## Source
════════════════════
Guideline # 5 for a Healthy Relationship

Written by on July 9, 2012 in On Relationships

Guideline # 5 : It’s all about you.

I know how selfish that sounds and it’s not what you think. All of your relationships are yours and that makes them all about you.

In each relationship there are really two relationships, the relationship you have with the other person-that’s one relationship and the relationship the other person has with you-that is the other one.

You are only responsible for the first one: the relationship you have with the other person. It is your relationship, your perception, your emotions, your passions, your experience.  The person you are sharing it with may be having completely different and opposing emotions, perceptions, passions and ultimately a different experience. That is not your concern.

You have absolutely no power over the other person’s perceptions and emotions. Many people are uncomfortable with the idea that we have no power over other people but switch that to yourself and see that the other person in the relationship does not have power over your passions, perceptions and emotions. Your reactions belong to you. That doesn’t mean you aren’t affected and impacted by the other person; you are and will always be, but how you respond, the filter through which you view your life, the unique way you process emotions are yours, alone. Your thoughts about the other person are reflections of your unconscious thoughts you have about yourself. This can be quite revealing.

Here is an example from my own marriage.

For years I complained that Aaron didn’t talk. He didn’t share his feelings, his thoughts and ideas. He was often distant and withdrawn. I tried every tactic I could conjure up (I am very creative) to get him to open up to me, to no avail. In fact, the more I tried the more he pulled away. All I could see was how he would not engage me.

When I used this guideline the whole issue turned itself around. I decided to see if I was the one being distant and unengaged. My first response was NO. Absolutely not. I was completely different from Aaron. I was open, demonstrative, talkative and engaging. Then I looked beyond the obvious and asked myself this important question: If I was the one who was not being open then how might that be? I stopped looking outside of me at Aaron and began looking inside at my behavior. What I found was shocking.

Yes, it was true according to my perceptions that Aaron was not talkative and felt distant and uninterested in me and my life. But. . .I was withholding, not sharing my feelings, hopes and dreams with him at all. In fact, upon deep examination I found that I had been PUSHING Aaron away! I was so busy trying to force a particular response from him that I was ignoring the natural response I was getting. I did not feel ashamed about this revelation, I felt empowered. This was something I could change. It took a little time to refocus and stop looking for the answer outside of me and searching inside instead but it in time and with practice I learned.

It is normal for most of us to project our own behaviors onto another person. (How else could I have seen parts of myself that were hidden from me?) But projecting is only useful if you recognize it and see yourself in the other person.

That was the hard part. Here is where it gets fun.
════════════════════
## Given entries
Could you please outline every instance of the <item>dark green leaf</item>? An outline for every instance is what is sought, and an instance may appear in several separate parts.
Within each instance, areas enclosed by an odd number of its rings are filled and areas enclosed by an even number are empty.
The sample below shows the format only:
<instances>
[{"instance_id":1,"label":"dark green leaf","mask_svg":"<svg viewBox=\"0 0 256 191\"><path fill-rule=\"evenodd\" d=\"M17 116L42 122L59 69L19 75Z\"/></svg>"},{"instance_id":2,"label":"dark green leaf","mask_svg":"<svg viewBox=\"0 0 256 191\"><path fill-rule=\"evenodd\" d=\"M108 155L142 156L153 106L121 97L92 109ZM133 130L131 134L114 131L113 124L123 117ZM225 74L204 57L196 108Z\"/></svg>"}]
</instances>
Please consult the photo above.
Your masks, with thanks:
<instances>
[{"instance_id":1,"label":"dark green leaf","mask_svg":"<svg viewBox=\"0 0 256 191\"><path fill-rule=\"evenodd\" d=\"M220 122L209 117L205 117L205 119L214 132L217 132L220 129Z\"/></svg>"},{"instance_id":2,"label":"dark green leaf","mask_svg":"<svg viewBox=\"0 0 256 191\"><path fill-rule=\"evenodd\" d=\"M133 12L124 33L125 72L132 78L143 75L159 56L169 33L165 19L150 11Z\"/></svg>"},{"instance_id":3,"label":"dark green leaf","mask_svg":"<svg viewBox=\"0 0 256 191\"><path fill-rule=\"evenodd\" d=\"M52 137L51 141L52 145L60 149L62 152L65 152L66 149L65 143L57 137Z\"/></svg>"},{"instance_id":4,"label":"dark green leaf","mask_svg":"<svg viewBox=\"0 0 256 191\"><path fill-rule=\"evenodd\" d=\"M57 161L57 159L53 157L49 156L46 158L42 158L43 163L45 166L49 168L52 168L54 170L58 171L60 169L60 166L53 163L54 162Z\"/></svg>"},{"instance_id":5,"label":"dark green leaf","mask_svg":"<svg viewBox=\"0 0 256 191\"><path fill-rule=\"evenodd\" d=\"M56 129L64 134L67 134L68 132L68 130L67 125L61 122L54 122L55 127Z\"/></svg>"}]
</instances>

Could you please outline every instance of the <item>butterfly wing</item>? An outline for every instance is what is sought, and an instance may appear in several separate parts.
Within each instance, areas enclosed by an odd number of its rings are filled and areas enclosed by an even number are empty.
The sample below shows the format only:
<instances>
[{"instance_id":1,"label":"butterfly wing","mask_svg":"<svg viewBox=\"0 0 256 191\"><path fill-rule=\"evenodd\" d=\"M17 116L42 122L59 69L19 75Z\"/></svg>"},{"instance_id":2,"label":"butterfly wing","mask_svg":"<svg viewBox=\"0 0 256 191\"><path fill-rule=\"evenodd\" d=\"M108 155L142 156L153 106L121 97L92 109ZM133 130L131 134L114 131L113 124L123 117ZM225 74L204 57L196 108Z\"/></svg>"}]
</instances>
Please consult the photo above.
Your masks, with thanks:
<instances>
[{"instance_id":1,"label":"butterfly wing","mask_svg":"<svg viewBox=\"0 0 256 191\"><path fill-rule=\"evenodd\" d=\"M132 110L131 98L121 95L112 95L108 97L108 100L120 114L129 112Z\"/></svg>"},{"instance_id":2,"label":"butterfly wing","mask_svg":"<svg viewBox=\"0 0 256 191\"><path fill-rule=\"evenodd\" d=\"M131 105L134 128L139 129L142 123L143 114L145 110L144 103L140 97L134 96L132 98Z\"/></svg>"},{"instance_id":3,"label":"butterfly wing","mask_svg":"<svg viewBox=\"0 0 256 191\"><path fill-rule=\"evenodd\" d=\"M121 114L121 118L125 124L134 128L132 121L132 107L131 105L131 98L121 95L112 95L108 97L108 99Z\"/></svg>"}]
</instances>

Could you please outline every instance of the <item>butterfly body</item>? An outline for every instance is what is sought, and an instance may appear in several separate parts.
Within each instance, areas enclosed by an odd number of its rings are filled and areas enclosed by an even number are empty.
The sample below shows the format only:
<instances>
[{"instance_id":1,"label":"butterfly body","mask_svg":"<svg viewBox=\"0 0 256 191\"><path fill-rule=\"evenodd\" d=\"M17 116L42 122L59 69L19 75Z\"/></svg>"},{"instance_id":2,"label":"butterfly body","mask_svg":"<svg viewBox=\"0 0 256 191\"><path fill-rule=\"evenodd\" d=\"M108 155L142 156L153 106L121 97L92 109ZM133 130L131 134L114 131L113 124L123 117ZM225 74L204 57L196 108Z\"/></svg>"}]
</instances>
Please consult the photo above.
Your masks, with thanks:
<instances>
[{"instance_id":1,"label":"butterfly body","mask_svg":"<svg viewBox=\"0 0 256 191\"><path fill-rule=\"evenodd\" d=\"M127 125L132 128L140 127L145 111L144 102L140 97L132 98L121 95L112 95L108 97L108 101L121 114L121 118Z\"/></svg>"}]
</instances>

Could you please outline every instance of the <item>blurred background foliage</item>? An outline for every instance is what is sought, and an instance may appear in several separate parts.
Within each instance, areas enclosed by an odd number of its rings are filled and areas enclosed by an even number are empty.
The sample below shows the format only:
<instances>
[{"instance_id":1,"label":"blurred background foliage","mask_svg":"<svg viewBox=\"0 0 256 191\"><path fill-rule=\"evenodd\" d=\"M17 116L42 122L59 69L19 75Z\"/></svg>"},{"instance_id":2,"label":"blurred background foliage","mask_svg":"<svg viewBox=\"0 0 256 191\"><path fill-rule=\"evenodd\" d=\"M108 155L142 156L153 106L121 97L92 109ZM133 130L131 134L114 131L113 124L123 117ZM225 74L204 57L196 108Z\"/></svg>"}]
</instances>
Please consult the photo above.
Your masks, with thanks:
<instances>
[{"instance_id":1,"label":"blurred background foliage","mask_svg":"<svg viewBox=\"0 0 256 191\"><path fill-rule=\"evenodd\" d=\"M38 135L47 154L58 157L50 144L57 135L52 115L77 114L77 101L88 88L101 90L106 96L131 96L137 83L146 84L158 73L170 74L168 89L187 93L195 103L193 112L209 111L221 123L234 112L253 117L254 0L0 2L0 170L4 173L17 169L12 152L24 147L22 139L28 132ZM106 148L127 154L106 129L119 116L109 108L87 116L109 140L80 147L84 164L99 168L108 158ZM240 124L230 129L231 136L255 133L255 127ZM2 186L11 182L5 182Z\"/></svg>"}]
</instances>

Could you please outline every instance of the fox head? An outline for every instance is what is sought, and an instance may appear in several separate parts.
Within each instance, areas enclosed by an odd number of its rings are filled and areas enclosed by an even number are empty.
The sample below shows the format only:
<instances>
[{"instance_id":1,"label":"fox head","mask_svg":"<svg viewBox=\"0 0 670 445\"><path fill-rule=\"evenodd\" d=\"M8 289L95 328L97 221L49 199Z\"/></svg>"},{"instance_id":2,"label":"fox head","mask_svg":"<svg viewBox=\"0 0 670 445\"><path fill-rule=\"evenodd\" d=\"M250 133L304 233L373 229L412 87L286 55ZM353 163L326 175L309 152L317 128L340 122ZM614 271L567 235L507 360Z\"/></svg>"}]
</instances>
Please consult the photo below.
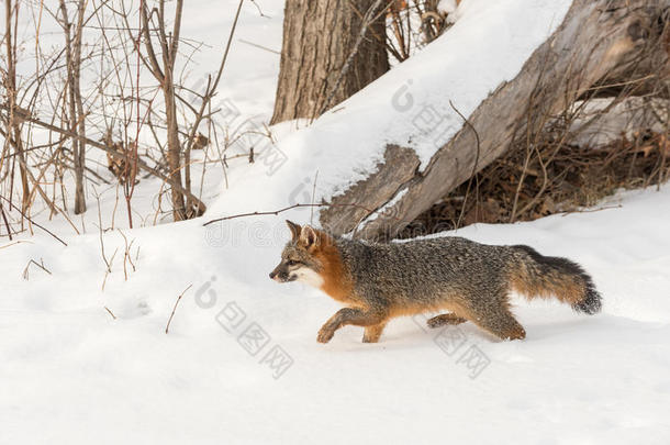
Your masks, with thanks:
<instances>
[{"instance_id":1,"label":"fox head","mask_svg":"<svg viewBox=\"0 0 670 445\"><path fill-rule=\"evenodd\" d=\"M270 278L277 282L303 281L316 288L324 281L324 260L321 251L330 241L328 235L309 225L300 225L288 221L291 230L289 241L281 253L281 262L270 272Z\"/></svg>"}]
</instances>

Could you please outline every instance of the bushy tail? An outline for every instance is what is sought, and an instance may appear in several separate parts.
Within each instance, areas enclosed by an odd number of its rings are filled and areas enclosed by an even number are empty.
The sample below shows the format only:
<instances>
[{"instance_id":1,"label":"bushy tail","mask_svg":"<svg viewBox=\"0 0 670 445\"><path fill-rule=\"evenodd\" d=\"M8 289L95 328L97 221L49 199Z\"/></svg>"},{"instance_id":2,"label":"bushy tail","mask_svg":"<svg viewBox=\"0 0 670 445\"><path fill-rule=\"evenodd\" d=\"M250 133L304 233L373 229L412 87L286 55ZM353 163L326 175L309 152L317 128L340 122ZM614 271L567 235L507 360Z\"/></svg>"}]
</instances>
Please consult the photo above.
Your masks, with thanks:
<instances>
[{"instance_id":1,"label":"bushy tail","mask_svg":"<svg viewBox=\"0 0 670 445\"><path fill-rule=\"evenodd\" d=\"M527 298L554 296L578 312L600 312L601 296L580 265L567 258L540 255L524 245L512 248L516 258L511 271L514 290Z\"/></svg>"}]
</instances>

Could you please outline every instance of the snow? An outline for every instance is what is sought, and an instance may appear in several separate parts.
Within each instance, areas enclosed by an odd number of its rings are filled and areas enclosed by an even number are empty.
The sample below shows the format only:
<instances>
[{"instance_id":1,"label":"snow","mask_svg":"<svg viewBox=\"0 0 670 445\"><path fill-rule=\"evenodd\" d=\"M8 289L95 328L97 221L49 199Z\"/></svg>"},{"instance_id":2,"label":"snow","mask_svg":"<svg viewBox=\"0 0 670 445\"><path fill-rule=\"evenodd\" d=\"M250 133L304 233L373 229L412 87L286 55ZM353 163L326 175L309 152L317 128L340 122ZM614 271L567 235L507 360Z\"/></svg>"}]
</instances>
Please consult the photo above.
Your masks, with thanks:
════════════════════
## Task description
Answer the following from the relationship guideline post:
(a) For which of the two relationships is a person said to be responsible?
(b) What did the writer complain about Aaron for years?
(c) How did the writer feel on discovering that Aaron had been pushed away?

## Response below
(a) Only the first one: the relationship the person has with the other person.
(b) That Aaron did not talk and did not share his feelings, thoughts, and ideas.
(c) Empowered, not ashamed.